When mental illness strikes
My personal experience
It was one of those lazy Saturday mornings. Windy, everything moving slowly, struggling to get out of bed. The phone rang. It was my brother. He was calling from Atlanta. His daughter, his only daughter, was behaving strangely. I listened. My heart was pounding. I choked. It sounded like a diagnosis of schizophrenia. This time it was not just another patient. It was my niece. Mental illness has struck the family.
As I listened to both my brother and his wife that morning, I could hear the pain, disbelief, anger and denial. These are normal and natural human reactions and when faced with the diagnosis of any illness most people struggle with these reactions. This time around the emotions were very close. It was family and, in many respects, I too was exhibiting some of these emotions.
I spoke to my niece that morning. It wasn't the same. She was guarded in her responses. I asked the routine questions that I would ask my patients. How are you? Are you hearing voices? Do you feel anyone is out to hurt you? Then I realised that she was hearing voices and was also suspicious and paranoid. Yes, she had become socially withdrawn and there were some changes in her behaviour.
Work through emotions
I realised we needed to act quickly and I had to help my brother and his wife work through their emotions. They were very good. They listened and they respected my advice. This made the process so much easier as often when one is faced with families who are struggling with a 16-year-old diagnosed with a mental disorder, a major challenge we face as mental health providers is that of trying to convince the family that something is indeed wrong. Many families are consumed by denial and sometimes it takes them many years and moving through several psychiatrists before they begin to accept the diagnosis.
That morning, I advised my brother and his wife to take my niece to the doctor. They did this without hesitation and by early afternoon she was admitted to hospital. It was very painful for them. They cried. But they informed all family members and within hours 'the troop' was mobilised as everyone was called into action. They had the full support of family and friends because they were emotionally mature enough to accept the diagnosis and to call on their support system. Far too many persons suffer alone and bear needless burden and pain because they do not want to talk about mental illness in their families.

MATERIAL PROVIDED:
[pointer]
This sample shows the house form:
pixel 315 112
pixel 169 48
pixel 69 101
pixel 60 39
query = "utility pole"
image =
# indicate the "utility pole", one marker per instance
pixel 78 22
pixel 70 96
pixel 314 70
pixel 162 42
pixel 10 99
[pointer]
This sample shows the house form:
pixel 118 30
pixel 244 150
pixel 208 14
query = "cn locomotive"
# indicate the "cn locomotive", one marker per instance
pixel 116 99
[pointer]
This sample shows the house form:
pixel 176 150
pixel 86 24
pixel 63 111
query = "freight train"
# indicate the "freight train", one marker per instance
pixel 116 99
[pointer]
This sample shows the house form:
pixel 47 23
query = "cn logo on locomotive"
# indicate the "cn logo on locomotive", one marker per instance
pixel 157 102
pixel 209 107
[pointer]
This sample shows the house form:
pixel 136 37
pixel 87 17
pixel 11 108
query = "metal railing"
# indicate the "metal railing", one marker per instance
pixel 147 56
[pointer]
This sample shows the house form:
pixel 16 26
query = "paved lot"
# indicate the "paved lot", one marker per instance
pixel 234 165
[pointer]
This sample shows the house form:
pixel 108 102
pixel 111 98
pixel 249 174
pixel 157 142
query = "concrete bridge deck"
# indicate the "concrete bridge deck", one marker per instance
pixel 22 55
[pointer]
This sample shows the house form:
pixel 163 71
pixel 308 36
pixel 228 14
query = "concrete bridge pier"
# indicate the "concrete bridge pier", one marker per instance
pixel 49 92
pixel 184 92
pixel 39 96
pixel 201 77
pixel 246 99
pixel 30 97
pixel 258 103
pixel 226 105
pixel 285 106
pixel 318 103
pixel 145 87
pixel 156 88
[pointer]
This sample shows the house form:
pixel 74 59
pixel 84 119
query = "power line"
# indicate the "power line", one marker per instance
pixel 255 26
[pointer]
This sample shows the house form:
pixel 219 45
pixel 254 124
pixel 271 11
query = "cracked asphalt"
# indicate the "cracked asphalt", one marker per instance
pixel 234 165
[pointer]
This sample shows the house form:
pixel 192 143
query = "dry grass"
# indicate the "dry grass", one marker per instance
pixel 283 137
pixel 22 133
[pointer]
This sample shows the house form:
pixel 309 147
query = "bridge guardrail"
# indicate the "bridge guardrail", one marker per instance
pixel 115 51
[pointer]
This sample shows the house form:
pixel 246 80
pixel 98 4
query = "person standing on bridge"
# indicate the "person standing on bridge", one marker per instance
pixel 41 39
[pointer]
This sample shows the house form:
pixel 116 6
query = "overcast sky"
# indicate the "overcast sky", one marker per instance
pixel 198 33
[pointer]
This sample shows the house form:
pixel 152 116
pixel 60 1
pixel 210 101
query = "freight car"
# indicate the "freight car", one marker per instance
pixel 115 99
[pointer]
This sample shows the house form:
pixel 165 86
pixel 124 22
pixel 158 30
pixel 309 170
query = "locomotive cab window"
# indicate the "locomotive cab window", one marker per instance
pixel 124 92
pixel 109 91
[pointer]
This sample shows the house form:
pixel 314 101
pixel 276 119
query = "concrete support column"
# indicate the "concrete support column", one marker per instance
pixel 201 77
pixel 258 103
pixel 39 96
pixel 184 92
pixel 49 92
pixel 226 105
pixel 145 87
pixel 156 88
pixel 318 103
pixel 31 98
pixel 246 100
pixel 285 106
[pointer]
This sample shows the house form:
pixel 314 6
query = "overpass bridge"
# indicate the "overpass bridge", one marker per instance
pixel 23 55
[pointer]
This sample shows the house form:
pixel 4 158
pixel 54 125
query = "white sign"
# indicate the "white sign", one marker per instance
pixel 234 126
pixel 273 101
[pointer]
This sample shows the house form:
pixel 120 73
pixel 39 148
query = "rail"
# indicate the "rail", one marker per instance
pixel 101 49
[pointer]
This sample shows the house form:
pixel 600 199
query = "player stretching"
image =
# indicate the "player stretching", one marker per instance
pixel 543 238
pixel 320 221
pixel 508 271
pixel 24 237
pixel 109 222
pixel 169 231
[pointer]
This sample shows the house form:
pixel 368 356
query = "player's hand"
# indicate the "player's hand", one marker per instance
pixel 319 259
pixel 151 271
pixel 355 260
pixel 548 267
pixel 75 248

TASK TO CARRY OUT: Please carry on the personal account of mental illness striking a family, picking up right after its final sentence.

OUTPUT:
My niece is improving
I cautioned my brother and his wife to engage the doctors but not to enter into a fight regarding the management of my niece. I advised them to ask questions but not to enter into a confrontation with the health care providers. This is something many patients do and it often becomes counterproductive. I encouraged them as a family to be supportive and not to engage in the blame game.
A week later, I flew to Atlanta to be with my family. We had family meetings. We discussed my niece's illness and her treatment. Of course, I went to see my niece who was very happy to see me. I was touched when she told me, "Uncle, I love you." I knew she was improving.
Lessons from the experience
I have learned some lessons from this experience which I would like to share:
1. Mental illness is common. One in four families is affected.
2. Denial doesn't help. Many people when faced with a diagnosis of mental disorder shift into denial. They minimise the problem and refuse to accept the reality.
3. Seek help early. All studies have shown that the earlier the treatment the better the outcome. Many people would improve faster if family members accept the diagnosis and support the treatment.
4. Don't fight, collaborate. Health care providers are here to help. It is always helpful to collaborate with treatment. Patients and their families should ask questions and seek clarifications, but remember we are here to help, not harm you.
5. Disclosure helps. My brother and his family were open and honest about their daughter's illness. As a result they received the full support of family, friends and from my niece's school community.
I hope this story will help to lift the veil of secrecy, silence and shame around mental illnesses.